### What is needed
Reproduce the lines of the records below without any change, beginning with the line that contains "Guideline: for each instance of the navy" and continuing through the end of the records.

### Records provided
------------------------------------------------------------------------

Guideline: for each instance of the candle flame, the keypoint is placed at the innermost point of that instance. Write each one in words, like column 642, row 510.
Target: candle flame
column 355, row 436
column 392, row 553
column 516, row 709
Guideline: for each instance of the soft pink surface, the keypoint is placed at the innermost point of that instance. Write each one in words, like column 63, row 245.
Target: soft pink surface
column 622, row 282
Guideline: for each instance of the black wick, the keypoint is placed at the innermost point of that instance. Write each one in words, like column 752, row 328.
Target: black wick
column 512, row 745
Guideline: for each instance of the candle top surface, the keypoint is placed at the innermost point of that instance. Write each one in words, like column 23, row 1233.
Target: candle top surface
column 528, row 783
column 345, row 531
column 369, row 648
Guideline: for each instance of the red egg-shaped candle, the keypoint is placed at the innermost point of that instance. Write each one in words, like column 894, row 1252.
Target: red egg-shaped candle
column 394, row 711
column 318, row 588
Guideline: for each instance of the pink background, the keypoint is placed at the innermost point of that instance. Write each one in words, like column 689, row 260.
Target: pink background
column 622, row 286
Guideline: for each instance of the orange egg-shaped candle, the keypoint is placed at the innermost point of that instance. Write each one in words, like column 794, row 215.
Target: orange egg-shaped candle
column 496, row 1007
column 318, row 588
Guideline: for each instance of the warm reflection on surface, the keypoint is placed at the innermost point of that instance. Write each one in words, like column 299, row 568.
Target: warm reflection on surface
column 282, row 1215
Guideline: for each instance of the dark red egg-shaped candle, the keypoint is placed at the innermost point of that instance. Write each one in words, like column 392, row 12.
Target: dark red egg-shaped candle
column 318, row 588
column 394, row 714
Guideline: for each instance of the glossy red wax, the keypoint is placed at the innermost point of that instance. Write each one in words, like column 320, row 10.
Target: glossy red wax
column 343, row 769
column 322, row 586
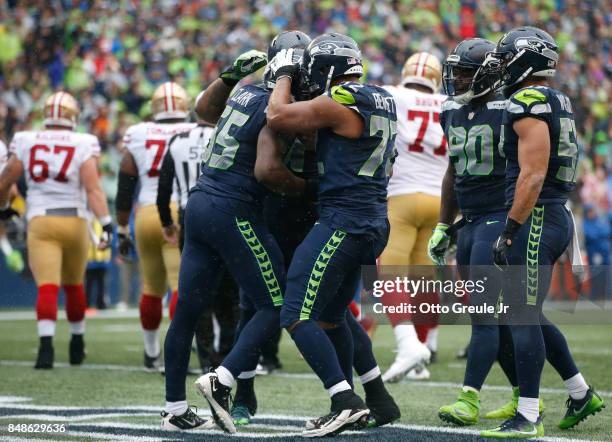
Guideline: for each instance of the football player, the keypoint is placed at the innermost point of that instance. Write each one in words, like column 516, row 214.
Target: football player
column 12, row 257
column 61, row 172
column 474, row 185
column 541, row 152
column 146, row 144
column 414, row 202
column 225, row 229
column 356, row 123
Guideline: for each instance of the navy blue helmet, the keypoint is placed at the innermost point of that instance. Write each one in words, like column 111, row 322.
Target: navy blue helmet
column 464, row 75
column 330, row 56
column 525, row 52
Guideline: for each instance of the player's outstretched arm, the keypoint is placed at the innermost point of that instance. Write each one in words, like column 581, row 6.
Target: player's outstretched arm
column 271, row 171
column 307, row 116
column 9, row 176
column 211, row 102
column 533, row 156
column 128, row 178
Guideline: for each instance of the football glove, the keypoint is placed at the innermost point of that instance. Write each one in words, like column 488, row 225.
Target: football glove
column 125, row 241
column 246, row 63
column 284, row 65
column 502, row 245
column 14, row 261
column 8, row 213
column 438, row 244
column 106, row 237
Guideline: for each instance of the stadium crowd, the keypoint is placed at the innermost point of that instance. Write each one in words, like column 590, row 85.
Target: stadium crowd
column 113, row 54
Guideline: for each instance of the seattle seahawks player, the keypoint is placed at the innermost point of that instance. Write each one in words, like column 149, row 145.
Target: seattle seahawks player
column 541, row 152
column 471, row 119
column 356, row 123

------------------------------------------------------------------------

### Solved problem
Guideline: for each instance of the navy blue helmet, the keypoint is placed at the innermost point of that instance. Write each one in words, like column 111, row 322.
Target: navy blue helmet
column 464, row 75
column 330, row 56
column 525, row 52
Guideline: for each instance of the player's outstretched arm, the keypoint is placed at the innermost point of that instance. Write each one in words, like column 581, row 6.
Target: player's outstretched arm
column 271, row 171
column 307, row 116
column 9, row 176
column 211, row 102
column 533, row 156
column 128, row 178
Guideline: for each instance of the football glove, the keypoint is placed at the innermost point of that instance. Write each one in words, like column 488, row 225.
Target: football glove
column 125, row 241
column 246, row 63
column 284, row 65
column 502, row 245
column 14, row 261
column 8, row 213
column 438, row 244
column 106, row 237
Guideline: for each instance of the stadium crowd, the keypoint is placed at the innermost point of that instance. Write each one in words, like column 590, row 85.
Target: stadium crowd
column 113, row 54
Guideline: for each instance of the seattle seahawks player, the keypoint is placed at the innermost point of that instance. Write each one in words, like column 149, row 145.
Target: seattle seahawks player
column 541, row 152
column 471, row 119
column 356, row 123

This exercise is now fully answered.